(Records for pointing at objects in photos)
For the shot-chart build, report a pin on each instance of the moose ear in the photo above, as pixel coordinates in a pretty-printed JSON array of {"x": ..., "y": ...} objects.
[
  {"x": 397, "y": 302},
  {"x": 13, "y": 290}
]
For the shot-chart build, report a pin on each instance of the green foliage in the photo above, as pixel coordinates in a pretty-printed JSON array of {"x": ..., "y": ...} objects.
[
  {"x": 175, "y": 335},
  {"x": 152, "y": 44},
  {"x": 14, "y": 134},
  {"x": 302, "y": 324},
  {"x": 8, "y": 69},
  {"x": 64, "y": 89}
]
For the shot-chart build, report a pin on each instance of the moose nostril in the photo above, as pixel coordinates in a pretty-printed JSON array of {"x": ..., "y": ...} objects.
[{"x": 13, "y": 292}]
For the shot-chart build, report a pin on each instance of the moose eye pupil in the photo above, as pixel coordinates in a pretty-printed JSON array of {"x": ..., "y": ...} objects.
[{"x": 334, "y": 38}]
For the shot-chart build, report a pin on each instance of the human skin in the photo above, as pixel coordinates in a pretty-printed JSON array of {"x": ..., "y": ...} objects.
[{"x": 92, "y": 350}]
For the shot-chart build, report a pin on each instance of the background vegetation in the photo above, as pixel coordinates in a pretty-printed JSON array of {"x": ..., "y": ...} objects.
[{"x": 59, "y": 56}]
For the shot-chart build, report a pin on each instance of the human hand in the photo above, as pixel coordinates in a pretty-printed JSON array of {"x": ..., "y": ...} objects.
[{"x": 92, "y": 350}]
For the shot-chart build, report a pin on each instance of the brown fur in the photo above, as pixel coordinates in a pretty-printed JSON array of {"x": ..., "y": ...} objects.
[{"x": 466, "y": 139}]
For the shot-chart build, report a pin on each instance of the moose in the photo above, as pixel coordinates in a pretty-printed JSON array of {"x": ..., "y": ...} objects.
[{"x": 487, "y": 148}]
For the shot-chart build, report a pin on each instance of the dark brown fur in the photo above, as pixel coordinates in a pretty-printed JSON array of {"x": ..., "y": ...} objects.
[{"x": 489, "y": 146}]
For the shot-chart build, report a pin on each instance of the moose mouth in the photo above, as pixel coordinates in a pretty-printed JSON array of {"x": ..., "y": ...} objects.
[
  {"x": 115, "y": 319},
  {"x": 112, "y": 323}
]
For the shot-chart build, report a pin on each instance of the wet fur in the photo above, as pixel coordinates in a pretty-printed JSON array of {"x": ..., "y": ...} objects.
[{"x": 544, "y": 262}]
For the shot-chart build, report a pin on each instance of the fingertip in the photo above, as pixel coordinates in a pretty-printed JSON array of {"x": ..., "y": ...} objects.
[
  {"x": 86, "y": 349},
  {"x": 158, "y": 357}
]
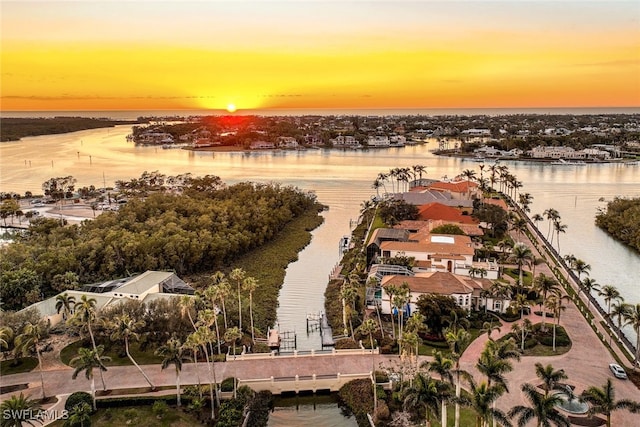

**Directions for this task:** Rewrite all the records above with every "shot-chart build" changed to "annotation pass" and everything else kept the same, leaving the pictures out.

**Solution:**
For the annotation pass, report a pin on each instance of the moose ear in the photo above, as pixel coordinates in a pretty-printed JSON array of {"x": ..., "y": ...} objects.
[
  {"x": 397, "y": 302},
  {"x": 13, "y": 290}
]
For the annotation pass, report a pin on each instance of the green foliage in the photo above, as pixel coordinates in a pretty-printed JSON array of {"x": ..., "y": ...} objects.
[
  {"x": 175, "y": 335},
  {"x": 152, "y": 44},
  {"x": 14, "y": 134},
  {"x": 302, "y": 324},
  {"x": 8, "y": 69},
  {"x": 64, "y": 89}
]
For the annotation pass, report a pin on each instance of the moose nostril in the photo above, as pixel coordinates in a pretty-printed JSON array of {"x": ..., "y": ...} objects.
[{"x": 13, "y": 292}]
For the annotation pass, report a pin on each instance of the moose eye pupil in the photo above, as pixel coordinates in a pretty-printed JSON array of {"x": ..., "y": ...} objects.
[{"x": 334, "y": 38}]
For the annotation pass, report a pin on each instance of the human skin in the photo above, as pixel coordinates in a pretty-printed JSON array of {"x": ..., "y": ...} objects.
[{"x": 92, "y": 350}]
For the annotation pass, report a pin on each instance of the background vegetation in the photo above, as pixel coordinates in a pretty-printed JSON array of {"x": ..., "y": ...} objects.
[{"x": 59, "y": 56}]
For the annotation pass, report a pin on each instance of the human hand in the photo above, as pixel coordinates in a pretty-printed JSON array of {"x": ..., "y": ...} objects.
[{"x": 92, "y": 350}]
For the annotation pass, report a pin on each instance of the brown fur in the photo above, as pixel coordinates in a pretty-printed JSON array of {"x": ..., "y": ...} objects.
[{"x": 466, "y": 139}]
For the annotation pass, report a pin on each instance of the moose in the photo above, as pixel coordinates in a pretty-printed JSON array of {"x": ..., "y": ...} objects.
[{"x": 487, "y": 148}]
For the annotation pass, report a pin on each instance of the dark brown fur in the photo above, as pixel coordinates in a pretty-printed JSON array of {"x": ..., "y": ...} objects.
[{"x": 489, "y": 146}]
For the annotation pass, report a pin on each instance of the moose mouth in the photo above, as pixel coordinates in a pretty-printed JSON array of {"x": ..., "y": ...} objects.
[
  {"x": 115, "y": 319},
  {"x": 112, "y": 323}
]
For the annotation pass, report a pin on each instance of the wet fur in the photo above, as pixel coordinates in a pretty-printed JSON array of {"x": ..., "y": ...} objects.
[{"x": 544, "y": 262}]
For the annotation pass, report a pin on each instance of the fingertip in the photo above, as pixel coordinates in a pretty-printed JSON array of {"x": ..., "y": ...} objects.
[
  {"x": 86, "y": 349},
  {"x": 158, "y": 357}
]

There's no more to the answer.